**Written instruction**
Give the passage on spurious correlations again, from "Perhaps the biggest" to "take for granted.", inclusive, and change every "correlations" to "associations".

**Text block**
• • •

The apparent neutrality of these platforms often misguides us, giving us a skewed sense of reality. What we really perceive as a consequence is the result of careful, relentless, algorithmic, and largely agenda-driven curation. This in turn seeps out of our computer screens, affecting in many ways how we behave and live in the real world. A particularly sinister example of how such agenda-driven curation can affect our real lives would be the infamous Facebook emotion experiment where researchers tweaked half a million of unsuspecting users’ Facebook timelines to find that the number of positive or negative posts in the timeline can effectively manipulate a user’s emotion. When the findings were published, the experiment stirred significant uproar. Privacy advocates slammed Facebook for playing with users’ emotions - raising potential concerns about the types of behavior that such an experiment could have caused. While Facebook had to eventually buckle under pressure and set up an in-house IRB, the experiment revealed just how whim-driven these infrastructures really are. All such instances - be it a sex-offender search app being suggested to Grindr users, or the censorship of a photograph of napalm girl, or experiments such as the one just described - are important because they let us peek into the inner functioning of these infrastructures. These help us pick and prod, and perhaps uncover a tiny bit of what is otherwise hidden before our eyes.

Spurious Correlations and Interpretability

Perhaps the biggest issue that platform opacity and approaches such as Chris Anderson’s raises is that of spurious correlations. We throw in massive amounts of data into our large computing clusters, without once pausing to ponder over what the sources of those datasets are. Our obedient algorithms then whip up correlations and predictions that then get used to drive commerce and industry around the modern world. It’s remarkable, and clearly (and largely) effective, but it makes us question a lot of things that we otherwise take for granted.

In 2016, a couple of researchers in China published a paper titled: “Automated Inference on Criminality using Face Images”. The paper boasted four different algorithms that were fed with large numbers of facial images - half of which belonged to convicted criminals. All four algorithms were able to predict whether a new face belonged to a criminal or not with impressive levels of accuracy.

Several questions were raised about this study, most notably, regarding the interpretability of the results. What was it really, that the algorithms were picking up? What was it about facial expressions that set apart “criminals” from “non-criminals”? Was it something to do with the nature of images instead - for example, lighting, shadows, and so on? Was it the colour of the shirt that they were wearing? If yes, is it ethically okay to label a person “criminal” because they were wearing a white shirt when their photograph was taken? Where, in fact, did the photos originate? Who collected these photos? What purpose was served by taking the photographs?

The authors published a response to the criticism, by pointing out that their sole reason to do the study was “... to push the envelope and extend the research on automated face recognition from the biometric dimension (e.g., determining the race, gender, age, facial expression, etc.) to the socio-psychological dimension.” and that they were “... merely interested in the distinct possibility of teaching machines to pass the Turing test on the task of duplicating humans in their first impressions(e.g., personality traits, mannerism, demeanor, etc.) of a stranger.” They pointed out that their algorithms did control for the nature of images, and that it also just segmented out the face from the photograph, so features like shirt colour, or the presence or absence of a collar could not have determined the results. What they didn’t tell us though, was how can we then interpret the results of the algorithms? How can we trust the algorithms to be fair and not unfairly discriminate against a certain type of people just because they don’t satisfy a set of criteria that the algorithms seek to be considered a non-criminal? What are the chances that the correlations between being a criminal and a particular facial feature is not just something that is arising out of sampling bias? Even if it wasn’t, how do we explain the correlations? At this point, we don’t know. And it’s highly likely that we never will.

• • •

**Record excerpts**
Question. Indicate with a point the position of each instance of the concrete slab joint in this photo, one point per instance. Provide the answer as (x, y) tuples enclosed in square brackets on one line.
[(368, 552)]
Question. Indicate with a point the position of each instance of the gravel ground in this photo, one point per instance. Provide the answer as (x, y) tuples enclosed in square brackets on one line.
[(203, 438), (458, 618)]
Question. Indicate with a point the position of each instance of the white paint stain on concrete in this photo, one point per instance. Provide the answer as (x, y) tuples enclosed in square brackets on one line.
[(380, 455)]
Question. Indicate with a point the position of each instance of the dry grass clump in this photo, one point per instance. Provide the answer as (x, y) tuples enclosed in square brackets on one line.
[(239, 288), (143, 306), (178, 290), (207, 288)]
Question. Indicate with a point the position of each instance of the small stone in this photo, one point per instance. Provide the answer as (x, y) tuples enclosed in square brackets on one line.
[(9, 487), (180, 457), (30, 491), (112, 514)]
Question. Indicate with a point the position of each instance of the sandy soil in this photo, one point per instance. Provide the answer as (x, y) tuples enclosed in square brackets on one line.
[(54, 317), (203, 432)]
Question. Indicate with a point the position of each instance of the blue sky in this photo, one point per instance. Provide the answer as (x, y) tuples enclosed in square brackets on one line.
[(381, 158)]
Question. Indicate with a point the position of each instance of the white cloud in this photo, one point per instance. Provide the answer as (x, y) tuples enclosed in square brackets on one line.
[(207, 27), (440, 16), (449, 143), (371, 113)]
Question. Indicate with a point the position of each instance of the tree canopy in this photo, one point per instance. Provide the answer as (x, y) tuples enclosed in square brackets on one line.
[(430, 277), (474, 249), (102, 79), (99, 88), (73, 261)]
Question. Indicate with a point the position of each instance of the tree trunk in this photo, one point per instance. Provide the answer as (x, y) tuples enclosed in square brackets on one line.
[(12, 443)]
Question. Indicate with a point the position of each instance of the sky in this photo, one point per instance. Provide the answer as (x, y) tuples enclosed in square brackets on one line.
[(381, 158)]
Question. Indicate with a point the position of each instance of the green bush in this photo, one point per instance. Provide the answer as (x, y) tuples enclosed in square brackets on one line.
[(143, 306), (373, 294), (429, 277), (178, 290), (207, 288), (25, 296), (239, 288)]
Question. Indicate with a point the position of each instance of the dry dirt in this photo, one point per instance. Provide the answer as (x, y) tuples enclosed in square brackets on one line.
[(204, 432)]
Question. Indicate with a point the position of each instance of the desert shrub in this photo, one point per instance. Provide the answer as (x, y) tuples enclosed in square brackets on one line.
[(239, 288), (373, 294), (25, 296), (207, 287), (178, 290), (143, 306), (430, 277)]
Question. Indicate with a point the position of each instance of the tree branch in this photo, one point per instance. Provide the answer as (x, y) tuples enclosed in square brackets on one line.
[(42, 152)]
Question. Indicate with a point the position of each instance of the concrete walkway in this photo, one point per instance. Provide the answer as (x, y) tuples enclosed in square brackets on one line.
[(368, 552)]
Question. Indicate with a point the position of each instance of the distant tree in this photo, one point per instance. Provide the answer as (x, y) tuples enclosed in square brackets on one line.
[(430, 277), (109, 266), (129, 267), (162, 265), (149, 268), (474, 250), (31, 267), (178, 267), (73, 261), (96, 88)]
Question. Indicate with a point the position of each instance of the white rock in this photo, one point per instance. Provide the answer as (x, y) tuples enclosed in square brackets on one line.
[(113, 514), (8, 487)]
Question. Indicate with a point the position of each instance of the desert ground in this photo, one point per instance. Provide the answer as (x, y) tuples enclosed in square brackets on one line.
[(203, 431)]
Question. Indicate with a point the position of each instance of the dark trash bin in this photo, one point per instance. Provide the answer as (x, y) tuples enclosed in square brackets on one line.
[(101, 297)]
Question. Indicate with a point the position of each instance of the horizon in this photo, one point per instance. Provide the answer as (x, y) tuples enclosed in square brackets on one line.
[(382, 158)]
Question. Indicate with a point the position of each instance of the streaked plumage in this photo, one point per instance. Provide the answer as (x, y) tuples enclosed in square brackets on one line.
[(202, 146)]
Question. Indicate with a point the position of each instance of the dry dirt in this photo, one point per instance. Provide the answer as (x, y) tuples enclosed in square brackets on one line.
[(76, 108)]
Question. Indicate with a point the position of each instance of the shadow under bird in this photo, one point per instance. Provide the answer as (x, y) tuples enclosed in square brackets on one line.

• • •

**Problem solution**
Perhaps the biggest issue that platform opacity and approaches such as Chris Anderson’s raises is that of spurious associations. We throw in massive amounts of data into our large computing clusters, without once pausing to ponder over what the sources of those datasets are. Our obedient algorithms then whip up associations and predictions that then get used to drive commerce and industry around the modern world. It’s remarkable, and clearly (and largely) effective, but it makes us question a lot of things that we otherwise take for granted.